Source extract:
I'm a newbie to analyzing RNAseq data and wanted to get input on how to proceed forward with data that I received from my PI. The goal of the experiment was to compare gene expression across blood cells from different donors all under the same condition. There are donors of a given phenotype (e.g., S1, S2...) and another phenotype (e.g., P1, P2...) I have been given two files: data that has read counts and data that has been quantile normalized. The files are organized as follows:
Read Count File
Gene S1 S2 P1
B2M 174991 119507 166104
LYZ 69046 35013 24405
Quantile Normalized File
Gene S1 S2 P1
B2M 8449.38 8449.38 2821.43
LYZ 5186.47 1476.66 850.11
I have been informed to assess differences between samples by using the quantile normalized values. However, if I want to compare the expression of B2M, for example, between different samples (e.g., S1 and P1), do I need to normalize the quantile normalized values to a housekeeping gene (e.g., GPI) and then compare or do I just compare the values 8449.38 to 2821.43?
Or alternatively, should I turn to the read count file to re-analyze?
Furthermore, we'd like to do a GSEA for between the two different phenotypes (e.g., S samples versus P samples). Any advice on how to combine the data for S donors and P donors to attempt this?
Any advice, insight or pointing to relevant questions on Biostars is extremely appreciated.

Task to complete:
Please answer these questions about the RNAseq forum post:
1. What read count does the post give for LYZ in sample S2?
2. Which gene does the post name as an example of a housekeeping gene?
3. What analysis does the poster hope to run between the two phenotypes?
Rely only on the RNAseq forum post, not on the data.

Natural-language object grounding data:
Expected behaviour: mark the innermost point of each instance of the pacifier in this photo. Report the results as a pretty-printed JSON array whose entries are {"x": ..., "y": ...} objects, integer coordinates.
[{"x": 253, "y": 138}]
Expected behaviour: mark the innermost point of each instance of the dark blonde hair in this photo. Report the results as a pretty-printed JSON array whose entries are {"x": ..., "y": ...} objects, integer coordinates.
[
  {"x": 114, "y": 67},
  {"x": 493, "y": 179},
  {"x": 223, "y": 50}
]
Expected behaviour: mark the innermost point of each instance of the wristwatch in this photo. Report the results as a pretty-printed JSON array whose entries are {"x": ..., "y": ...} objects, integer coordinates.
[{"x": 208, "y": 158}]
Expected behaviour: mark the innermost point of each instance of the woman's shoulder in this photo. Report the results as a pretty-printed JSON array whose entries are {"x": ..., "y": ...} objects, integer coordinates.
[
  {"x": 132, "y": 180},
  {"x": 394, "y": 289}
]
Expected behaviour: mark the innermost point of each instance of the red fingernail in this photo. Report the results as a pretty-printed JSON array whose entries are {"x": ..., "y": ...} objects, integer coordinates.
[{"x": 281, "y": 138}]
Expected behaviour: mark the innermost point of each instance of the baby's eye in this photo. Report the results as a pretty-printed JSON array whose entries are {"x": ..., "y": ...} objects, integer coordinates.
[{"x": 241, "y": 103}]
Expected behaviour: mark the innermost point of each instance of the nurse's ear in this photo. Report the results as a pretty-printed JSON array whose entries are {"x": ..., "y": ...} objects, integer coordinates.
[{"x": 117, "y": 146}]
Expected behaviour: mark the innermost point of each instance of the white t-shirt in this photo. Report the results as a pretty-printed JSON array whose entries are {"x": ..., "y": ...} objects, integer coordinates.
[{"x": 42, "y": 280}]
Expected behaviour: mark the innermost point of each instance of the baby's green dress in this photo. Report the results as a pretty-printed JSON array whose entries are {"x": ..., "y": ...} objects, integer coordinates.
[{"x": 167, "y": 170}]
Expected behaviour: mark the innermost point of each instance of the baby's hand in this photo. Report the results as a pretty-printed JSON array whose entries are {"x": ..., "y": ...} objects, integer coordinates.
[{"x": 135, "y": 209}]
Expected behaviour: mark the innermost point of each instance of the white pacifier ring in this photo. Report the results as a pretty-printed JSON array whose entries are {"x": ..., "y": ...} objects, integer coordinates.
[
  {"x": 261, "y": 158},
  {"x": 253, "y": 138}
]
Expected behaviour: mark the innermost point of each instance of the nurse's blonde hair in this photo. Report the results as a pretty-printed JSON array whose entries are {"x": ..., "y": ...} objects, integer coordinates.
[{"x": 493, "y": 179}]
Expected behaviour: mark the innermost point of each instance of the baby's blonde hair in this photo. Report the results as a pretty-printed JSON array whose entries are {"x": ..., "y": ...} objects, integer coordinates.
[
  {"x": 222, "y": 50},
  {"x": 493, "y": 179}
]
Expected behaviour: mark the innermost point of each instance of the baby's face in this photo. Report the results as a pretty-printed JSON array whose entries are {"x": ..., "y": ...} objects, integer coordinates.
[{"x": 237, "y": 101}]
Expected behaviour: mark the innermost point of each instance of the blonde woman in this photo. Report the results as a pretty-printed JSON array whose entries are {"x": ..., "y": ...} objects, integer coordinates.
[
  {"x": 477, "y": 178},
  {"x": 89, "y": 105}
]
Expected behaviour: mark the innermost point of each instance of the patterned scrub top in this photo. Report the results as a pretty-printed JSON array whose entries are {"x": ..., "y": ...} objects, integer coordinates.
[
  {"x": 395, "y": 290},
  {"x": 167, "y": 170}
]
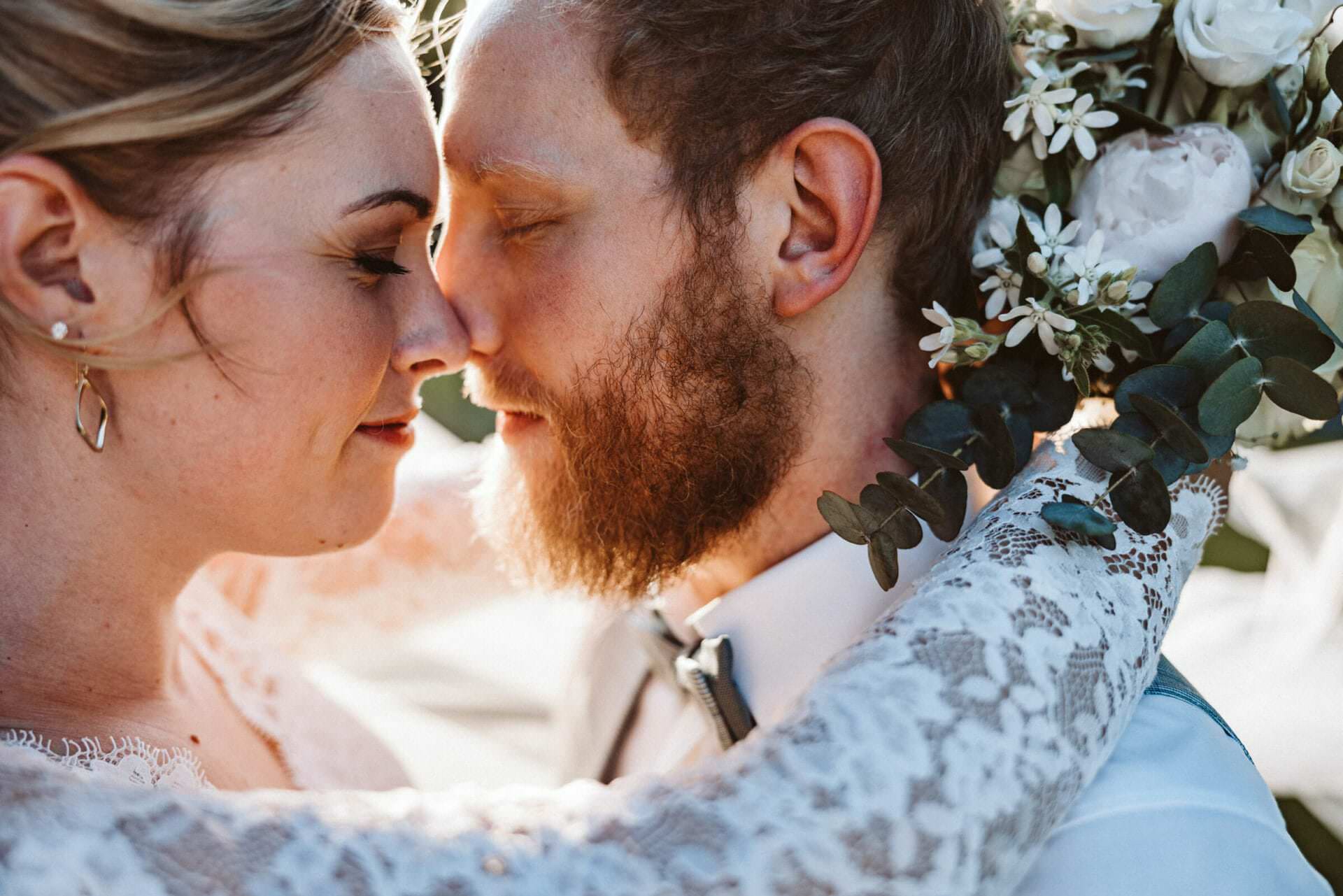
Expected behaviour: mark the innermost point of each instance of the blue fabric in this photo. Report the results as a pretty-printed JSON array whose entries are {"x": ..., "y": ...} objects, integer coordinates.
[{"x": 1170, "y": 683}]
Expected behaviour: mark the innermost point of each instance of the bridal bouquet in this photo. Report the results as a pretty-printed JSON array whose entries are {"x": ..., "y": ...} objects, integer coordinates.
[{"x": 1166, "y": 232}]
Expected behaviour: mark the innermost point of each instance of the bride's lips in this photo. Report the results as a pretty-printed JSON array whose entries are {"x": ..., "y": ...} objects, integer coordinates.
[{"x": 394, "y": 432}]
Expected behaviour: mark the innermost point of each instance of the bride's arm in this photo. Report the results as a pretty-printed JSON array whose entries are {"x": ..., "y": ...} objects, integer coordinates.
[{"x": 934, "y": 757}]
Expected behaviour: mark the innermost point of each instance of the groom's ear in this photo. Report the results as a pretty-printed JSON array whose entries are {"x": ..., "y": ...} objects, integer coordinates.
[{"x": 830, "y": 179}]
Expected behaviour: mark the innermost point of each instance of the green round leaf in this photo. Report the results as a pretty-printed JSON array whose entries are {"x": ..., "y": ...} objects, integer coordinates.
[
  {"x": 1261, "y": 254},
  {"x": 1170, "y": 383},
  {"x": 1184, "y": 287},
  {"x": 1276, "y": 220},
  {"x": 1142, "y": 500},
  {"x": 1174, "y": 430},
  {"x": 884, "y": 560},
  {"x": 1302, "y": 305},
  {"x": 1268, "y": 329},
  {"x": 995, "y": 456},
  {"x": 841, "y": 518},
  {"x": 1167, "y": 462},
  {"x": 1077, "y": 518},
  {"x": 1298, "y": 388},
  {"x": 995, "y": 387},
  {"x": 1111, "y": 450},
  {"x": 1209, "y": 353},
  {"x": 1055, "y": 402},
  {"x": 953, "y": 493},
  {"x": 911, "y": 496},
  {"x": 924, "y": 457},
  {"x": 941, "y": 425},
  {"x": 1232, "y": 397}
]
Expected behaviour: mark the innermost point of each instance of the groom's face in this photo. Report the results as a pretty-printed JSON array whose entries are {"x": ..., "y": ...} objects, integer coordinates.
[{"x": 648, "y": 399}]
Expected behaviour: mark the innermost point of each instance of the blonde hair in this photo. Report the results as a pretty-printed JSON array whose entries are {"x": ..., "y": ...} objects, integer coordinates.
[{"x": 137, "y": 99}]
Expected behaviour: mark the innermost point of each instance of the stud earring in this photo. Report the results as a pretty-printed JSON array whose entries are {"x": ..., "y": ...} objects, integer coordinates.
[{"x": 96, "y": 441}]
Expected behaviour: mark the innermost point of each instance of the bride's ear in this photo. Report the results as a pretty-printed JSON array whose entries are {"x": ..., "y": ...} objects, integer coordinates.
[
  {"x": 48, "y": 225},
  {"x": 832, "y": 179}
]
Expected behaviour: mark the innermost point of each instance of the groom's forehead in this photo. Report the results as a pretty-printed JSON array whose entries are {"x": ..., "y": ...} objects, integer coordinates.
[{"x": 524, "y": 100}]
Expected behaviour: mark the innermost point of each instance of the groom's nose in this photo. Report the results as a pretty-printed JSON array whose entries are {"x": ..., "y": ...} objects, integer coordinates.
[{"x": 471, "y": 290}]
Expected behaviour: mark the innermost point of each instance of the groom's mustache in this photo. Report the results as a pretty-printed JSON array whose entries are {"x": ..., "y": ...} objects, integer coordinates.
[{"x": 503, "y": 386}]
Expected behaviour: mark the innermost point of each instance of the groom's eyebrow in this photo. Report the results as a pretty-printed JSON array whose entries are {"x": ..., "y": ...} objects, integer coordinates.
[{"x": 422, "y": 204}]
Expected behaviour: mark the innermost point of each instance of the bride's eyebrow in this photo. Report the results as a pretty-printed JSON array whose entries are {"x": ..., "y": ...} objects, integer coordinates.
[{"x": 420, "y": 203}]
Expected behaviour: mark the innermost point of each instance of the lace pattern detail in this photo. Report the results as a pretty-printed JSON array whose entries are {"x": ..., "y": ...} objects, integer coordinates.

Result below:
1. 35013
2. GPI
3. A GSEA